EXERCISES TO COMPLETE:
1. Using the passage on nuclear speckles, decide whether each statement agrees with it. Answer yes or no for each and quote the words from the passage that decide it.
(a) SRSF3 is classically considered a speckle protein.
(b) Early work on the biochemistry of splicing used in vitro extracts in which transcription was not actively occurring.
(c) At megabase resolution, gene-dense, actively transcribed segments of the genome tend to be associated with the speckle.
2. According to the passage on nuclear speckles, what does the localization of the different SR proteins depend on?
3. Output the part of the passage on nuclear speckles starting at "Because genomic regions" and ending at "other SR proteins.", copied word for word.

PASSAGE TO READ:
Prashant Bhat shared

  • Does the contact of one genomic region impact the possible contact of another? Do you expect transcriptional programs to be affected by this phenomenon if one contact physically imposes a particular organization? Could this explain the high RNA Pol II occupancy far from speckles that you observe for some genes?

These are great questions.

Here the answer depends on the scale of the genomic region. For example, at a megabase resolution, we find that segments of the genome that are densely packed with genes and are actively transcribed (i.e., high Pol II density) tend to be associated with the speckle. This is in contrast to equivalently sized regions of the genome which are gene sparse but may contain individual genes with high Pol II occupancy.

Because genomic regions with high Pol II occupancy tend to be located near speckles in higher order assemblies, one might hypothesize that these genomic regions may achieve co-regulation in terms of transcription. However, there are certainly other layers of control (i.e., histone methylation) that might be present at specific speckle-close genomic regions.

  • You show that some splicing factors (e.g., SRSF3) do not localize to nuclear speckles. Based on your model, do you expect these factors to be dynamically recruited to nuclear speckles? or alternatively, do you think they catalyze splicing independently of transcription (far from gene locus)?

The localization of the different SR proteins depends on various factors, including their phosphorylation status and the extent to which they can self-assemble or participate in heterotypic interactions with other SR proteins.

For example, SRSF3 is not classically considered a speckle protein. However, just because it is not concentrated within the nuclear speckle does not preclude the possibility that it is present there in some quantity. Whether these factors are recruited dynamically to sites of transcription and splicing is still not completely well understood.

Lastly, it is certainly possible that some SR proteins catalyze splicing independently of transcription. Some of the earliest work on the biochemistry of splicing was done using in vitro splicing extracts where individual SR proteins and reporter pre-mRNAs were mixed in a solution where transcription was not actively occurring. In these studies, many SR proteins themselves can act as splicing enhancers.

  • Some highly transcribed genes are efficiently spliced far from speckles(12). How do you harmonize your model with this observation?

Here the answer depends on absolute amount of splicing versus the ratio of unspliced to spliced mRNA. For instance, a highly transcribed gene that is far away from the speckle will still achieve some concentration of splicing factors at adjacent pre-mRNAs. While the occupancy of splicing factors would be less at this highly transcribed location than a location close to the speckle (according to our model), individual pre-mRNAs have high affinity for splicing factors that will be recruited. To that end, the sheer amount of transcription occurring at this speckle far location would yield a vast number of spliced mRNAs being produced. In turn, this would be reflected in a large absolute amount of mature mRNA but a relatively lower splicing efficiency achieved by genes that are closer to the speckle.

DATASET ENTRIES:
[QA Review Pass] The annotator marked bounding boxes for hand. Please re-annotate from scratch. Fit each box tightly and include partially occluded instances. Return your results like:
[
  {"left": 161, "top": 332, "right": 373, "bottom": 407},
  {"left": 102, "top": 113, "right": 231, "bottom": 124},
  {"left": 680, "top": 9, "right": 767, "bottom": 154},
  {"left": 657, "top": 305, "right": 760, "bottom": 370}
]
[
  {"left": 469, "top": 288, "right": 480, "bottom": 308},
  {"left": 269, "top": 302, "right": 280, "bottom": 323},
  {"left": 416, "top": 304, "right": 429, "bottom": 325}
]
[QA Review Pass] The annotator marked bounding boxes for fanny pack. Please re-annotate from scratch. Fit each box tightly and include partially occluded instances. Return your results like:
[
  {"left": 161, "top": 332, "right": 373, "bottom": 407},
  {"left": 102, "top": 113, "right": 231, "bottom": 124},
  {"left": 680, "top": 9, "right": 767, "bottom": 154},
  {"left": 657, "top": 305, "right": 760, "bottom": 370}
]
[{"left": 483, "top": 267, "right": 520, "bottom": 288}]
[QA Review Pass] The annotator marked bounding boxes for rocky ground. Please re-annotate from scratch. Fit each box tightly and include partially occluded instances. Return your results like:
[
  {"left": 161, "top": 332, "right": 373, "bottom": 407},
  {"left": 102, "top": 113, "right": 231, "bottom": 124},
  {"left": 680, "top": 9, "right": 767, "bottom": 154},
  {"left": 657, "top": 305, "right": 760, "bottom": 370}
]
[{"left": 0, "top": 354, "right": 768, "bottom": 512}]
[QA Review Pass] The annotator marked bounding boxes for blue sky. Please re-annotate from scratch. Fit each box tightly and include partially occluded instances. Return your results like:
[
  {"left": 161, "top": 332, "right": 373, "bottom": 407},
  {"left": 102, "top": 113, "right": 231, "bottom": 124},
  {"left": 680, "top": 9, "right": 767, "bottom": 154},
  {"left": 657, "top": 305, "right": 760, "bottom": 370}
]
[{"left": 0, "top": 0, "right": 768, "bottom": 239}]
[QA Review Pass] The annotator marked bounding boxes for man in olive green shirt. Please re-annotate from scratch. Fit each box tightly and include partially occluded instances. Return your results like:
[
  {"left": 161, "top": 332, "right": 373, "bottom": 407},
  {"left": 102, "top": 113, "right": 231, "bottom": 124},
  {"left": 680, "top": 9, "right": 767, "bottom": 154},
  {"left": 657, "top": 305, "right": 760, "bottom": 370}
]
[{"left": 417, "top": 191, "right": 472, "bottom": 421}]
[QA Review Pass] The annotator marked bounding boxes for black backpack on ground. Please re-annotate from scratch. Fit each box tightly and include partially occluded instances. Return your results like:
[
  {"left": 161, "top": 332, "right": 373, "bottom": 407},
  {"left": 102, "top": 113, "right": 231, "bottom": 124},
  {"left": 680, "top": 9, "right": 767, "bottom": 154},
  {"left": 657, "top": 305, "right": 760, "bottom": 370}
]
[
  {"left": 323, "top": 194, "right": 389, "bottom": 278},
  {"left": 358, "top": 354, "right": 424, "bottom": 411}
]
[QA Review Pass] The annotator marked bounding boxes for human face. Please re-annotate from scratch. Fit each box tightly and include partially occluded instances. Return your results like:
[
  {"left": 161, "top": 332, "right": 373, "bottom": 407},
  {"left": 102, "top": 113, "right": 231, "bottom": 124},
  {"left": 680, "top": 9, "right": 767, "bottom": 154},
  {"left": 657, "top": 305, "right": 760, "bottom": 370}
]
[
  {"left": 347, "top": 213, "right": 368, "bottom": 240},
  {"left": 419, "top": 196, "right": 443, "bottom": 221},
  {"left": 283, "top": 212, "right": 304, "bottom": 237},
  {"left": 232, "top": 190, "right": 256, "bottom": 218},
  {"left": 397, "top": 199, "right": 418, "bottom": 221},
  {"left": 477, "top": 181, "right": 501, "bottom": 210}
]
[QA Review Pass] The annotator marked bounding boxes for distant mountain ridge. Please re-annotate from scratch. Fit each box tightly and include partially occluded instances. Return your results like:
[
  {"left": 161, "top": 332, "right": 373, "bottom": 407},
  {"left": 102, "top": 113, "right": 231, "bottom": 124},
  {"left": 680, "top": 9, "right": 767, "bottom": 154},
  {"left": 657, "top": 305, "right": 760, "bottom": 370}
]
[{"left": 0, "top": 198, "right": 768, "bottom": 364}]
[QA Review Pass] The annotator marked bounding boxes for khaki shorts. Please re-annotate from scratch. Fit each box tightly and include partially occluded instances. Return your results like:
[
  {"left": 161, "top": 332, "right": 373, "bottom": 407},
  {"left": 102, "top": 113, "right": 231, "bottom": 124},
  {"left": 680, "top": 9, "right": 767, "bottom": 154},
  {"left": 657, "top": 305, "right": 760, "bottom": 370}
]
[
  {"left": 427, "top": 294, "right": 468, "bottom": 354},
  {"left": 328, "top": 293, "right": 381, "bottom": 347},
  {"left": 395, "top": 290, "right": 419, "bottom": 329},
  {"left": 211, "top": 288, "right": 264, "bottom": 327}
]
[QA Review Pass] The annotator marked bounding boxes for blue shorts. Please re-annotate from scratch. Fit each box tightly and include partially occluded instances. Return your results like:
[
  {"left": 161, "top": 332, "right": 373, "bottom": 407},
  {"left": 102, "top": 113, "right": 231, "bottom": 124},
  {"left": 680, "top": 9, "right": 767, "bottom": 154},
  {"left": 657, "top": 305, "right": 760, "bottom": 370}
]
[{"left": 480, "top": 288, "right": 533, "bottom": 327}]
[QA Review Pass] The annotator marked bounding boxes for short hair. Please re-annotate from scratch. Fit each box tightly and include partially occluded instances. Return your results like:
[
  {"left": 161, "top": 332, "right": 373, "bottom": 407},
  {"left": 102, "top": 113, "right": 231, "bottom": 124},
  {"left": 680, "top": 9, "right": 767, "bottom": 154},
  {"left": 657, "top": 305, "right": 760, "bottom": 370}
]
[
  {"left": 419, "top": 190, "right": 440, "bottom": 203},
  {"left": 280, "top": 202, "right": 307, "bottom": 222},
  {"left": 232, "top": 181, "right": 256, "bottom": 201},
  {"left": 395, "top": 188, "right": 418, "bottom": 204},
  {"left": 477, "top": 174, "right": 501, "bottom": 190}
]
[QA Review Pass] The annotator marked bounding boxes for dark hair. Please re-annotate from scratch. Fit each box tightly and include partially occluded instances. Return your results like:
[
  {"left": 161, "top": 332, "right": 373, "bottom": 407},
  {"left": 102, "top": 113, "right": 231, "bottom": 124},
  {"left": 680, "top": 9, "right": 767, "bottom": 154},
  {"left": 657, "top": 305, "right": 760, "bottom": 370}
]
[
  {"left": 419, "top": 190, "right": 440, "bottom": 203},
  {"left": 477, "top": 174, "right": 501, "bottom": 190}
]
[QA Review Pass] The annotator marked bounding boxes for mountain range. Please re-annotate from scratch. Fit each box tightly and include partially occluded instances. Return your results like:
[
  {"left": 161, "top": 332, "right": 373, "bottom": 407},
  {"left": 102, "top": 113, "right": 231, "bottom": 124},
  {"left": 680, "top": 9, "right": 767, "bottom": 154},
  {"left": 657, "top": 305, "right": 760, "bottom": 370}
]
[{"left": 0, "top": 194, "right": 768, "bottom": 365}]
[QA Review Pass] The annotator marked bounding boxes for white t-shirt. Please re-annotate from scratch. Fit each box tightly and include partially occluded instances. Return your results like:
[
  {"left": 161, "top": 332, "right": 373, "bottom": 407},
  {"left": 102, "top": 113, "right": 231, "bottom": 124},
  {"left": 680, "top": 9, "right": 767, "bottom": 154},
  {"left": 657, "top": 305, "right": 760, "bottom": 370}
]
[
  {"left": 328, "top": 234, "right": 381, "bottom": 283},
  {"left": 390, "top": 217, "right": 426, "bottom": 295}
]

SOLUTIONS BY TASK:
1.
(a) No: "SRSF3 is not classically considered a speckle protein."
(b) Yes: "in vitro splicing extracts where individual SR proteins and reporter pre-mRNAs were mixed in a solution where transcription was not actively occurring"
(c) Yes: "segments of the genome that are densely packed with genes and are actively transcribed (i.e., high Pol II density) tend to be associated with the speckle"

2. It depends on their phosphorylation status and on how far they can self-assemble or take part in heterotypic interactions with other SR proteins.

3.
Because genomic regions with high Pol II occupancy tend to be located near speckles in higher order assemblies, one might hypothesize that these genomic regions may achieve co-regulation in terms of transcription. However, there are certainly other layers of control (i.e., histone methylation) that might be present at specific speckle-close genomic regions.

  • You show that some splicing factors (e.g., SRSF3) do not localize to nuclear speckles. Based on your model, do you expect these factors to be dynamically recruited to nuclear speckles? or alternatively, do you think they catalyze splicing independently of transcription (far from gene locus)?

The localization of the different SR proteins depends on various factors, including their phosphorylation status and the extent to which they can self-assemble or participate in heterotypic interactions with other SR proteins.